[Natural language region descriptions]
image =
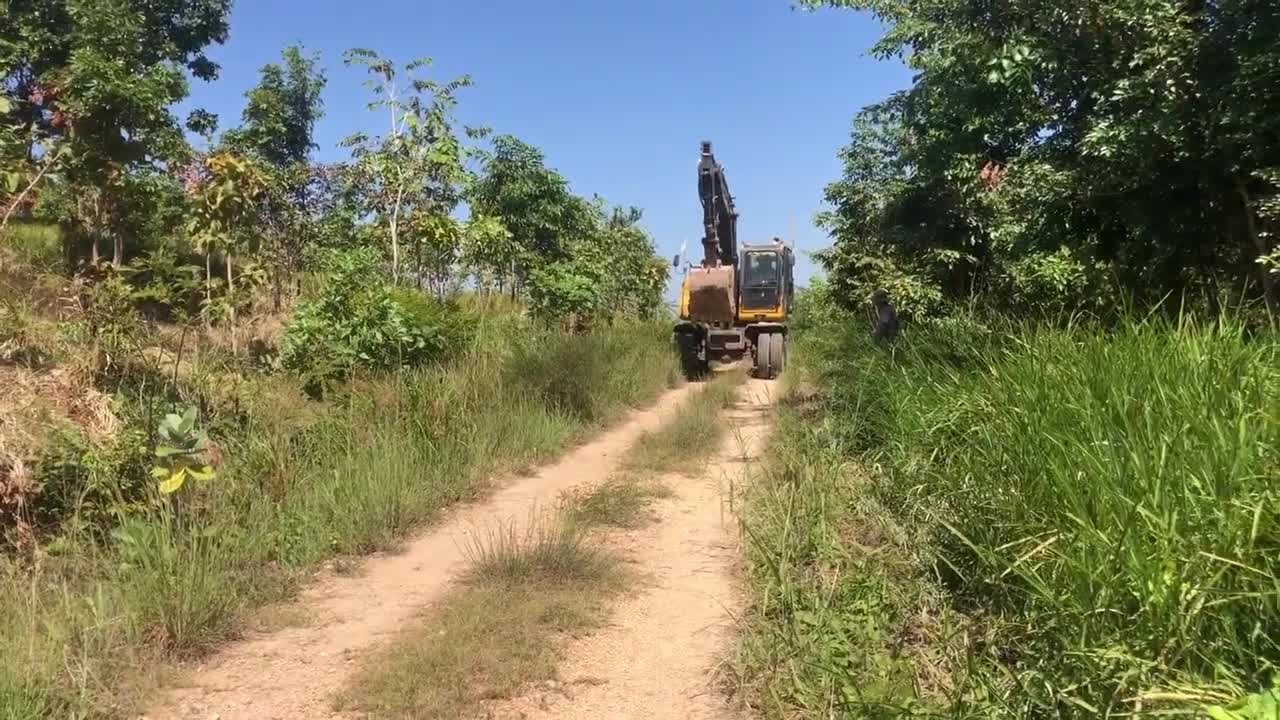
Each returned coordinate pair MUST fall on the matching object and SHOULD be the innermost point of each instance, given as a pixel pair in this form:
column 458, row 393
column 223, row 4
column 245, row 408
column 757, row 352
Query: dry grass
column 620, row 502
column 501, row 632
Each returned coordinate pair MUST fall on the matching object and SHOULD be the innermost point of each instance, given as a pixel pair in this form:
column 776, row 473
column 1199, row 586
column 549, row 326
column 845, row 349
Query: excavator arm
column 720, row 218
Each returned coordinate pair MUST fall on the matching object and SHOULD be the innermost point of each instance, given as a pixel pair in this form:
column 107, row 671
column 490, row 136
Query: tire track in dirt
column 295, row 673
column 659, row 654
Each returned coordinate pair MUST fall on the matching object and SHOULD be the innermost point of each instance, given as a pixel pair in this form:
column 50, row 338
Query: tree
column 278, row 128
column 225, row 190
column 279, row 118
column 534, row 203
column 100, row 76
column 417, row 168
column 1047, row 145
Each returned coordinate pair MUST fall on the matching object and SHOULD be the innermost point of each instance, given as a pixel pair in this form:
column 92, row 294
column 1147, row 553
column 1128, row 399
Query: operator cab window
column 762, row 269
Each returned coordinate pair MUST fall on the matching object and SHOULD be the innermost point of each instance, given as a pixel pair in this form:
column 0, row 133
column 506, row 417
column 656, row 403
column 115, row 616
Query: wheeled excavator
column 735, row 302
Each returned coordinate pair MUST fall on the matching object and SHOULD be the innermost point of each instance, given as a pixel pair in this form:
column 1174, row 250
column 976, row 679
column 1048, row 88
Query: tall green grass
column 88, row 627
column 1065, row 522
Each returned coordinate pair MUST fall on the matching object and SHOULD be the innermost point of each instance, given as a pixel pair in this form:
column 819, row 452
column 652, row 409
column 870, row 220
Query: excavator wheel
column 694, row 367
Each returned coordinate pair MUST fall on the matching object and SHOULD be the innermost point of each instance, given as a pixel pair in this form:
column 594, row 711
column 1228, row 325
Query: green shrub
column 96, row 484
column 357, row 320
column 1101, row 505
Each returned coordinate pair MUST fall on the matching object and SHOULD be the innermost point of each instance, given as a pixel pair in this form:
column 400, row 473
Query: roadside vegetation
column 1016, row 520
column 1055, row 493
column 529, row 588
column 225, row 363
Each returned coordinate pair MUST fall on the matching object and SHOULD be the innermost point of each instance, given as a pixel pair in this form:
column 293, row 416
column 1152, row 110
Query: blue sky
column 617, row 92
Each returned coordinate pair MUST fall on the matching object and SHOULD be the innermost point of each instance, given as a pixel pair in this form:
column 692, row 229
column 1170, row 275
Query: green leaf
column 174, row 482
column 202, row 474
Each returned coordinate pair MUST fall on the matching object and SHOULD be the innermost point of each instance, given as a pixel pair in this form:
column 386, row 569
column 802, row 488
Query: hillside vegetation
column 1055, row 495
column 228, row 365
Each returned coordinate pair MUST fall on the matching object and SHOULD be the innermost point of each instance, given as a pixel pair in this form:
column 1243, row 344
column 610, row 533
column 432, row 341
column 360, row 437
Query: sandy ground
column 295, row 673
column 658, row 659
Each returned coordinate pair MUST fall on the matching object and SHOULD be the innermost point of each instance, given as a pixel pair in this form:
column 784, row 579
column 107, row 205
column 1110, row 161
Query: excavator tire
column 777, row 354
column 694, row 367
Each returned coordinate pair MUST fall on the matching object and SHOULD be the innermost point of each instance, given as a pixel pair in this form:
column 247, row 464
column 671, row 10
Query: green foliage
column 534, row 204
column 565, row 372
column 80, row 483
column 1052, row 155
column 181, row 452
column 1088, row 519
column 301, row 482
column 356, row 322
column 609, row 272
column 97, row 78
column 1258, row 706
column 411, row 178
column 279, row 119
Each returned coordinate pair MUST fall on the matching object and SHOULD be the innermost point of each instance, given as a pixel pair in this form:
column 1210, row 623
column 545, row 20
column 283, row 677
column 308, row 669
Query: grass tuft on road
column 693, row 436
column 499, row 632
column 1020, row 522
column 503, row 630
column 87, row 627
column 620, row 502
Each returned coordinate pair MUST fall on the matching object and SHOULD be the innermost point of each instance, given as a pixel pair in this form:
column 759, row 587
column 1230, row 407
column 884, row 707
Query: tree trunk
column 1261, row 246
column 209, row 287
column 231, row 302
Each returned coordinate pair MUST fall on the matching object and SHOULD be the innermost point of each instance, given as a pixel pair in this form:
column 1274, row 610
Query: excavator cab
column 737, row 300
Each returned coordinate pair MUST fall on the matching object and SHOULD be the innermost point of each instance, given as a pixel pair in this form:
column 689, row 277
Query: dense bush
column 357, row 320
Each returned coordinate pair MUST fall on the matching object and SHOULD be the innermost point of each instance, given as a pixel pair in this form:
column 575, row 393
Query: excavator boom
column 720, row 218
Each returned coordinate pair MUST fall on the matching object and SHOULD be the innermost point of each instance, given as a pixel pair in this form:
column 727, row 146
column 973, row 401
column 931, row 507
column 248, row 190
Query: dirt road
column 292, row 674
column 657, row 659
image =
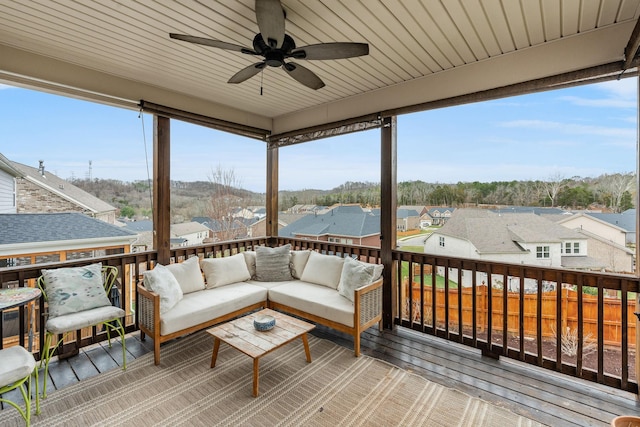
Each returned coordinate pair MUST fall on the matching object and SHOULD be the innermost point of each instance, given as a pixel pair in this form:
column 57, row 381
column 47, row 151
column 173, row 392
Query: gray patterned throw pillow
column 272, row 264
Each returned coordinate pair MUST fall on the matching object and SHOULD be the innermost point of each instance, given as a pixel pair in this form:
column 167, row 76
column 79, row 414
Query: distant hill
column 609, row 192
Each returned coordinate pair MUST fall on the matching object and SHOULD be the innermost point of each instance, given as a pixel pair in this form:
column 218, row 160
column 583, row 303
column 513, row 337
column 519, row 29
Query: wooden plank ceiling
column 420, row 51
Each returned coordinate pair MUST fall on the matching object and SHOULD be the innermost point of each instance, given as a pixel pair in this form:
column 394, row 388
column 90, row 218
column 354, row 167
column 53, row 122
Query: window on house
column 542, row 251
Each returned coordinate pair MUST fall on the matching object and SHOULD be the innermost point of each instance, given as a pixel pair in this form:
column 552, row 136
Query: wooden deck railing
column 518, row 316
column 578, row 323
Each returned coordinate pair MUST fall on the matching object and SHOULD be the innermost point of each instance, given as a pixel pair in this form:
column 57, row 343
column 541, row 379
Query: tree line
column 612, row 191
column 214, row 197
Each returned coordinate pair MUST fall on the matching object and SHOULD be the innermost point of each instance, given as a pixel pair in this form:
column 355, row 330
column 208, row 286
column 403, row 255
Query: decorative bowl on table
column 264, row 322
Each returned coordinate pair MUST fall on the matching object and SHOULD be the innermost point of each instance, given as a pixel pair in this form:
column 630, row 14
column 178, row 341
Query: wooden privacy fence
column 612, row 312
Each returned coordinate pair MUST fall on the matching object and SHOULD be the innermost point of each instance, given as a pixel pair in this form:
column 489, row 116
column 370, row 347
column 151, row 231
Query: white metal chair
column 17, row 366
column 108, row 316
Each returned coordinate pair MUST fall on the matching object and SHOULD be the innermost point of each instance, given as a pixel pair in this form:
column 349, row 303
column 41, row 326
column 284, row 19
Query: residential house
column 189, row 233
column 523, row 238
column 8, row 176
column 27, row 239
column 420, row 208
column 183, row 234
column 619, row 228
column 347, row 224
column 407, row 219
column 302, row 209
column 517, row 238
column 224, row 230
column 41, row 191
column 258, row 211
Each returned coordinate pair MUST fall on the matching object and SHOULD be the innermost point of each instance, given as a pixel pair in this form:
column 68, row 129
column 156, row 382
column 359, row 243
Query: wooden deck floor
column 542, row 395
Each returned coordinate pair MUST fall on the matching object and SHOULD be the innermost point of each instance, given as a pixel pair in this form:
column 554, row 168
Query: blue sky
column 585, row 131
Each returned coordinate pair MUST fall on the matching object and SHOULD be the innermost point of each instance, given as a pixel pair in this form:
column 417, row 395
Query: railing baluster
column 569, row 309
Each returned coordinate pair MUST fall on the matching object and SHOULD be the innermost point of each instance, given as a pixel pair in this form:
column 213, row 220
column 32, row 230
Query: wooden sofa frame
column 367, row 301
column 149, row 319
column 367, row 312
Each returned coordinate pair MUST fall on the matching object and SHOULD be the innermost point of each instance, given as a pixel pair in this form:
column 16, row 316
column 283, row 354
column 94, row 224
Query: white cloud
column 571, row 128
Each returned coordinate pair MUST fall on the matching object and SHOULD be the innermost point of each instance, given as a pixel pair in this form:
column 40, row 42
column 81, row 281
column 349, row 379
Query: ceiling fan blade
column 211, row 42
column 303, row 75
column 270, row 17
column 338, row 50
column 247, row 73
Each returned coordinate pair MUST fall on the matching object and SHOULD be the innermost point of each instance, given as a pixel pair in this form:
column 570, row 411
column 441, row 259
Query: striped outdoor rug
column 336, row 389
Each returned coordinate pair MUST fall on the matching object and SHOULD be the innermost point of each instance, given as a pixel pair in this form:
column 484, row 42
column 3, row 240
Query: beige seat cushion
column 199, row 307
column 315, row 299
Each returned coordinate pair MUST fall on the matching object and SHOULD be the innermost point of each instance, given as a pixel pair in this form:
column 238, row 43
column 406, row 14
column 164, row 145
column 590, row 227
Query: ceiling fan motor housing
column 274, row 57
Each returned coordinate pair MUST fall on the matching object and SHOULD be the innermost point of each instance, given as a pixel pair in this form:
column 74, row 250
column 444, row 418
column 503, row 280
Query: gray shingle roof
column 490, row 232
column 49, row 227
column 64, row 189
column 339, row 221
column 625, row 220
column 7, row 166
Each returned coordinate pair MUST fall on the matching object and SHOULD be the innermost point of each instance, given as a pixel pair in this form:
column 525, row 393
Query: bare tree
column 614, row 186
column 552, row 187
column 226, row 199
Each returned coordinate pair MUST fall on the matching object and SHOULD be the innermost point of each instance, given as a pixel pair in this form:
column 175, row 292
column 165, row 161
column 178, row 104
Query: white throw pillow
column 355, row 274
column 250, row 259
column 161, row 281
column 225, row 270
column 188, row 275
column 298, row 261
column 273, row 264
column 323, row 270
column 74, row 289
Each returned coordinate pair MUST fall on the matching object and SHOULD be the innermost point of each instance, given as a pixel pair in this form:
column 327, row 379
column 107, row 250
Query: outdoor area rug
column 335, row 389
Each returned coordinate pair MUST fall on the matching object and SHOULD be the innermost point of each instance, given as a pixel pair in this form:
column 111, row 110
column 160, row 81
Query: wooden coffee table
column 241, row 335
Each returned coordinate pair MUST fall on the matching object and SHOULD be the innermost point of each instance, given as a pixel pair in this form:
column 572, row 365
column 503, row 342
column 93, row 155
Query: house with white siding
column 38, row 191
column 518, row 238
column 8, row 176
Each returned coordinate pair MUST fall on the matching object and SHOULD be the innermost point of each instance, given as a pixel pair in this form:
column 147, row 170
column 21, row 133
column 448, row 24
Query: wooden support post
column 637, row 230
column 272, row 192
column 161, row 188
column 388, row 203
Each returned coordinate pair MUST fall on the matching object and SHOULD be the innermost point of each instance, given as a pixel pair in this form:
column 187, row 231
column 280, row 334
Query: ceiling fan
column 275, row 47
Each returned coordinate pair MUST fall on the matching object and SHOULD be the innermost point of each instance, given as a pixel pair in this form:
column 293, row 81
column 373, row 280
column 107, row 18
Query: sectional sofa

§ **Exercise**
Using the entries above, output exactly the lines between the line holding "column 81, row 281" and the line holding "column 441, row 259", end lines included, and nothing more.

§ **Solution**
column 81, row 281
column 349, row 379
Query: ceiling fan blade
column 211, row 42
column 303, row 75
column 270, row 17
column 338, row 50
column 247, row 73
Each returned coordinate pair MUST fall on the matching object and SHOULD be the innermost point of each instance, given as a pixel pair in this form:
column 570, row 411
column 441, row 259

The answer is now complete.